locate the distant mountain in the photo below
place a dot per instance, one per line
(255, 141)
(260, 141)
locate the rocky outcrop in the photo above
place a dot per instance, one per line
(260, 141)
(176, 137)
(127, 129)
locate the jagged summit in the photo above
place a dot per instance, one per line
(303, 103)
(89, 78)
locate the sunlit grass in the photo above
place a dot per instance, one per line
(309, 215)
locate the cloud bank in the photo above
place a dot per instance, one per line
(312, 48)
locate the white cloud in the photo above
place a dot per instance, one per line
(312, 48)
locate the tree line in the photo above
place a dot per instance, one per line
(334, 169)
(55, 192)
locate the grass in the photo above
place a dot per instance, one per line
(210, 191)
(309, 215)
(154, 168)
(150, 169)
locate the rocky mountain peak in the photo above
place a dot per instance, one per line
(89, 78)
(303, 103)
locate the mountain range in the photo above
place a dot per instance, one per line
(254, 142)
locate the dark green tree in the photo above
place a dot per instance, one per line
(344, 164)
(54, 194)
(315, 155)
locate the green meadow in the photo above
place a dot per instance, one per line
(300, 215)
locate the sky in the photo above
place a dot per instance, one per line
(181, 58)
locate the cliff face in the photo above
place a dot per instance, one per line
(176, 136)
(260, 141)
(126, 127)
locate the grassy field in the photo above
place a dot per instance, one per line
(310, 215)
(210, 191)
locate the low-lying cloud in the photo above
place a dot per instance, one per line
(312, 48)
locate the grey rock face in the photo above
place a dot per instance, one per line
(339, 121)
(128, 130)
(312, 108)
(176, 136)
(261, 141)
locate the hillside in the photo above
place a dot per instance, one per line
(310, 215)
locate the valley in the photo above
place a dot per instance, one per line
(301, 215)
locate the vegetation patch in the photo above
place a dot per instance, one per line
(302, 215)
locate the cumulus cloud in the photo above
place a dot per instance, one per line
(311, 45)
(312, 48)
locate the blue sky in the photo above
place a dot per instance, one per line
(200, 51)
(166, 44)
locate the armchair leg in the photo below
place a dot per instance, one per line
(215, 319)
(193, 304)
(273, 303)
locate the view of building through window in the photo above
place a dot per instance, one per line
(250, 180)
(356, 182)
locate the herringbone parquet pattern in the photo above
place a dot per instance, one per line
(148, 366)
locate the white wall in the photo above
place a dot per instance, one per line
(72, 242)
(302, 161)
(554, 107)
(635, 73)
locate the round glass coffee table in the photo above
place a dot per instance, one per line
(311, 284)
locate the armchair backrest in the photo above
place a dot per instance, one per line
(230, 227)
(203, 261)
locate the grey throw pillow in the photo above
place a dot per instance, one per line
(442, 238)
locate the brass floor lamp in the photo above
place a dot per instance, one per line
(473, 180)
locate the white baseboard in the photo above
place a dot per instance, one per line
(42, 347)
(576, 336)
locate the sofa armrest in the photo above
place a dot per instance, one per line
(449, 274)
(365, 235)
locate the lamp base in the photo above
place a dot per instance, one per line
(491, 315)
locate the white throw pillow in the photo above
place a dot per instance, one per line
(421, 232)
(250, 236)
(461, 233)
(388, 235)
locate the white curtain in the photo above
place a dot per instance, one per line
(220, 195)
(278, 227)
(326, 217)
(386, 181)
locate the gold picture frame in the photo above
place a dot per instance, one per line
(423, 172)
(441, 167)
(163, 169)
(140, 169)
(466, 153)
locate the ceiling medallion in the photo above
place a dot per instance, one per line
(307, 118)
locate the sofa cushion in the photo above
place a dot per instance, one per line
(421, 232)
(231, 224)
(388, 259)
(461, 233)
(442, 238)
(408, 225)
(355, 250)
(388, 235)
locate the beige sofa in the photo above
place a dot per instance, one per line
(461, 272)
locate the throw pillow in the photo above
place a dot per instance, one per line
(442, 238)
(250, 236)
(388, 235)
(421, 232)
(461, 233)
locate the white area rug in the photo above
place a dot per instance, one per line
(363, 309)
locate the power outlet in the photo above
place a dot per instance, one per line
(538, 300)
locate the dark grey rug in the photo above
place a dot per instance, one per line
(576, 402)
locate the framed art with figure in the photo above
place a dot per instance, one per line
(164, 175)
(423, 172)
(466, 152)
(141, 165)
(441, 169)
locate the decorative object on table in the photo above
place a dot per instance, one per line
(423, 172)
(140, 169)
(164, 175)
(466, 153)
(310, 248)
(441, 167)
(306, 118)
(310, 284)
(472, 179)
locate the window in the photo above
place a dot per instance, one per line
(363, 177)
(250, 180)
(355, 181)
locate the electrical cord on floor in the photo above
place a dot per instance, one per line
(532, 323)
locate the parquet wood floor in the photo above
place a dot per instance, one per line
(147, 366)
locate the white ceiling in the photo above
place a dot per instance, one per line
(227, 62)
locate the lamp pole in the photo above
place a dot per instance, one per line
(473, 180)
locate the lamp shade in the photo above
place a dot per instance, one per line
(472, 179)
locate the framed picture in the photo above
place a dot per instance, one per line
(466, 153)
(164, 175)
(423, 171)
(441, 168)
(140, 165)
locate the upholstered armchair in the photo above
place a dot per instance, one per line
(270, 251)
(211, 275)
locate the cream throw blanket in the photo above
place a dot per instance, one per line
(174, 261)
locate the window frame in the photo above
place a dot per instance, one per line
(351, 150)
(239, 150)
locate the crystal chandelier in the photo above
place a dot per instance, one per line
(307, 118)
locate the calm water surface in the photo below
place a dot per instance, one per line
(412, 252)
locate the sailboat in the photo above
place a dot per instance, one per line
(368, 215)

▶ [WORK REQUEST] Exactly as they stand, write out all of the entries.

▶ [ANSWER SPACE]
locate the distant mountain in the photo below
place a dot per instance, one per line
(255, 141)
(260, 141)
locate the rocky outcrop in the photo above
place a dot per instance, one per line
(260, 141)
(176, 137)
(127, 129)
locate the jagged summit in the photo above
place a dot per instance, one per line
(303, 103)
(89, 78)
locate the sunlit grass in the photo above
place a dot per instance, one per line
(309, 215)
locate the cloud bank in the photo above
place a dot per instance, one per line
(312, 48)
locate the white cloud in the photo above
place a dot per instance, one per line
(312, 48)
locate the tree line in the photo above
place a dot per instance, one per line
(334, 169)
(55, 192)
locate the grass in the photo above
place a dot per instance, one per line
(210, 191)
(309, 215)
(154, 168)
(150, 169)
locate the rocky mountain peak in the photo above
place a dot per instance, one per line
(89, 78)
(303, 103)
locate the mountain range in the photo above
place a dot per instance, one per line
(254, 142)
locate the dark green tree in the photo above
place a dot per instance, one per line
(344, 164)
(54, 194)
(315, 155)
locate the green meadow in the photo above
place a dot per instance, one per line
(300, 215)
locate the sky in the photo above
place a dot per instance, one per line
(181, 58)
locate the cliff face in the photo above
place a dot per instance, one per line
(176, 136)
(260, 141)
(126, 127)
locate the grassy field in the photo above
place a dot per instance, one per line
(310, 215)
(210, 191)
locate the low-lying cloud in the photo above
place a dot per instance, one per line
(312, 48)
locate the grey rock face in the photo above
place a dot per instance, one per line
(339, 121)
(128, 130)
(312, 108)
(176, 136)
(261, 141)
locate the hillside in the photo above
place a dot per instance, one per line
(310, 215)
locate the valley in the photo above
place a dot per instance, one per line
(301, 215)
locate the vegetation patch in the photo above
place a dot per instance, one per line
(302, 215)
locate the cumulus cloud in the photo above
place a dot per instance, one per line
(311, 45)
(312, 48)
locate the blue sky in the photo above
place a dot per instance, one per line
(200, 51)
(166, 44)
locate the armchair leg in the photo below
place a dot per instance, one per line
(215, 319)
(193, 304)
(273, 303)
locate the view of building through window in the photo above
place a dot per instance, one per line
(250, 180)
(356, 182)
locate the herringbone parquet pattern in the photo above
place a dot per instance, one per line
(148, 366)
locate the white wall in the photo above
place a dot per instance, one per line
(72, 242)
(302, 161)
(554, 107)
(635, 73)
locate the round glass coffee table in the photo above
place a dot per instance, one per line
(311, 284)
locate the armchair backrest in the photo above
place a dot per instance, one per line
(230, 227)
(203, 261)
locate the grey throw pillow in the photo above
place a dot per instance, one per line
(442, 238)
locate the brass floor lamp in the photo above
place a dot per instance, one per line
(473, 180)
locate the white baseboard in the photo above
place a dot per instance, one per line
(42, 347)
(576, 336)
locate the sofa armrest in the photo above
place a dot per instance, one per line
(449, 274)
(365, 235)
locate the lamp base in the photo above
place a dot per instance, one per line
(491, 315)
locate the white throw pillow in the photo above
place a dot per instance, one per line
(421, 232)
(250, 236)
(461, 233)
(388, 235)
locate the white curtain in the photo above
place a dot per instance, one per line
(220, 195)
(278, 227)
(326, 217)
(386, 181)
locate the gold picture frame in the photo above
place a dot per instance, one per line
(423, 172)
(441, 167)
(163, 169)
(140, 169)
(466, 153)
locate the ceiling medallion in the photo above
place a dot per instance, one per line
(307, 118)
locate the sofa cushion in the photo above
place a dot per instance, one per line
(421, 232)
(231, 224)
(388, 259)
(461, 233)
(442, 238)
(408, 225)
(355, 250)
(388, 235)
locate the beige sofa in the photo above
place a dot per instance, one per line
(461, 272)
locate the throw pillow in the photo above
place a dot per instance, one per line
(442, 238)
(250, 236)
(388, 235)
(421, 232)
(461, 233)
locate the white area rug in the photo above
place a dot per instance, one per line
(363, 309)
locate the power outlet in the photo above
place a dot per instance, one per line
(538, 300)
locate the dark grey rug in the photo above
place a dot per instance, one per line
(576, 402)
locate the framed art with figure in the photo above
place a dot per instance, one per line
(164, 175)
(423, 172)
(466, 152)
(141, 165)
(441, 169)
locate the decorative object on table in the photo above
place a dot per instance, one per line
(423, 172)
(140, 169)
(164, 175)
(466, 153)
(310, 248)
(441, 167)
(306, 118)
(310, 284)
(472, 179)
locate the window in the photo above
place a dot per instance, one per line
(363, 177)
(250, 180)
(355, 181)
locate the electrical cord on floor in the photo above
place a dot per instance, one per line
(532, 323)
locate the parquet wood floor in the photo above
place a dot per instance, one per line
(147, 366)
locate the white ceiling in the photo above
place a dot per instance, one per line
(227, 62)
locate the lamp pole in the photo above
place a dot per instance, one per line
(473, 180)
locate the lamp shade in the photo above
place a dot per instance, one per line
(472, 179)
locate the framed picture in the photo above
place a dot per instance, one per line
(466, 153)
(164, 175)
(423, 171)
(441, 168)
(140, 165)
locate the upholstered armchair in the photo above
place a dot per instance, one per line
(270, 251)
(211, 275)
locate the cream throw blanket in the photo above
place a dot per instance, one per line
(174, 261)
locate the window frame in the photo above
place a dot per instance, one per line
(351, 150)
(239, 150)
locate the crystal chandelier in the photo above
place a dot per instance, one per line
(307, 118)
locate the calm water surface in the photo below
place a dot per instance, one per line
(412, 252)
locate the sailboat in the photo above
place a dot per instance, one per line
(368, 215)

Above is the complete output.